* [AZIONE RICHIESTA 1]:
Elenca i politici che, secondo l'articolo su Luigi Preiti, l'uomo voleva colpire.
* [AZIONE RICHIESTA 2]:
Nell'articolo su Luigi Preiti, chi è rimasto ferito dai colpi sparati davanti a Palazzo Chigi?
* [AZIONE RICHIESTA 3]:
Riscrivi in forma di elenco il paragrafo dell'articolo su Luigi Preiti che comincia con "“Allora ero depresso.", mantenendo i fatti principali.

* [TESTO DI STUDIO]:
════

Roma, 15 luglio 2014 – “Perché ho sparato? Ero un uomo disperato, senza un lavoro né un futuro, e mi sentivo privato della mia dignità”. Così sì giustifica Luigi Preiti, l’uomo che il 28 aprile 2013, durante il giuramento del governo Letta, ha sparato alcuni colpi di pistola davanti Palazzo Chigi, ferendo il brigadiere Giuseppe Giangrande. E lo fa con una lettera dal carcere di Rebibbia a La Repubblica.
“Allora ero depresso. La mia vita era un disastro: senza lavoro, senza soldi, non potevo vedere mio figlio. Oggi il peso di ciò che ho fatto e la pena che devo pagare mi opprimono la coscienza. Quello che ho fatto è assurdo, la disperazione ti porta a fare cose pazzesche. Ho agito da solo, senza indicazioni di nessuno”. E poi dice: “sono pentito”. Preiti poi spiega chi voleva colpire: “Non sapevo bene in che modo. Non avevo un piano. I nomi? Berlusconi, Bersani e Monti. Ognuno aveva delle colpe”.
“La destra poteva cambiare le cose e non l’ha fatto. La sinistra non faceva altro che litigare”. In carcere, scrive Preiti, “ho ricevuto lettere di solidarietà da ogni parte d’Italia: anche da liberi professionisti, medici, avvocati, imprenditori strozzati dalla crisi”. E ora in appello “Spero in una nuova perizia che faccia davvero luce sullo stato in cui mi trovavo quella mattina”.

════

* [MATERIALE FORNITO]:
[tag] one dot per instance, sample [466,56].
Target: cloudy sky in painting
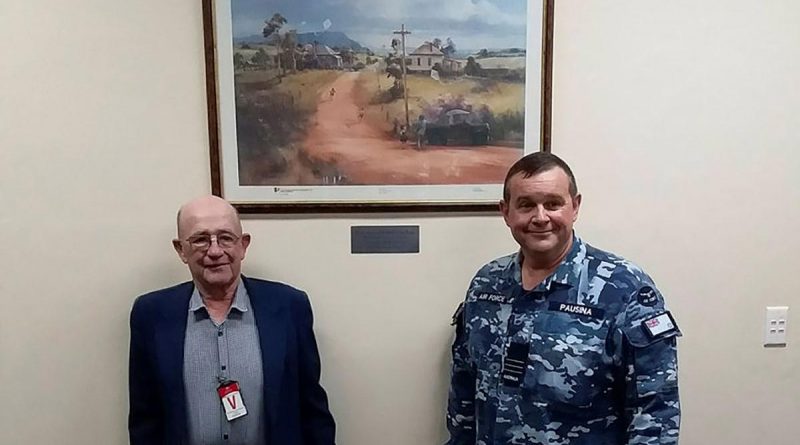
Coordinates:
[472,24]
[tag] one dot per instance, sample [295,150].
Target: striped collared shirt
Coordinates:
[216,352]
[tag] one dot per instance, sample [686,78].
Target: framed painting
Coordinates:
[373,105]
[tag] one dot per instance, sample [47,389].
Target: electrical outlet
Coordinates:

════

* [RISULTATO 1]:
Berlusconi
Bersani
Monti

* [RISULTATO 2]:
Il brigadiere Giuseppe Giangrande.

* [RISULTATO 3]:
- All'epoca Preiti era depresso: non aveva lavoro né soldi e non poteva vedere suo figlio.
- Oggi si sente oppresso dal peso di ciò che ha fatto e dalla pena che deve scontare.
- Definisce il suo gesto assurdo e lo attribuisce alla disperazione.
- Afferma di aver agito da solo, senza indicazioni di nessuno, e si dichiara pentito.
- Non aveva un piano preciso e voleva colpire Berlusconi, Bersani e Monti, perché secondo lui ognuno aveva delle colpe.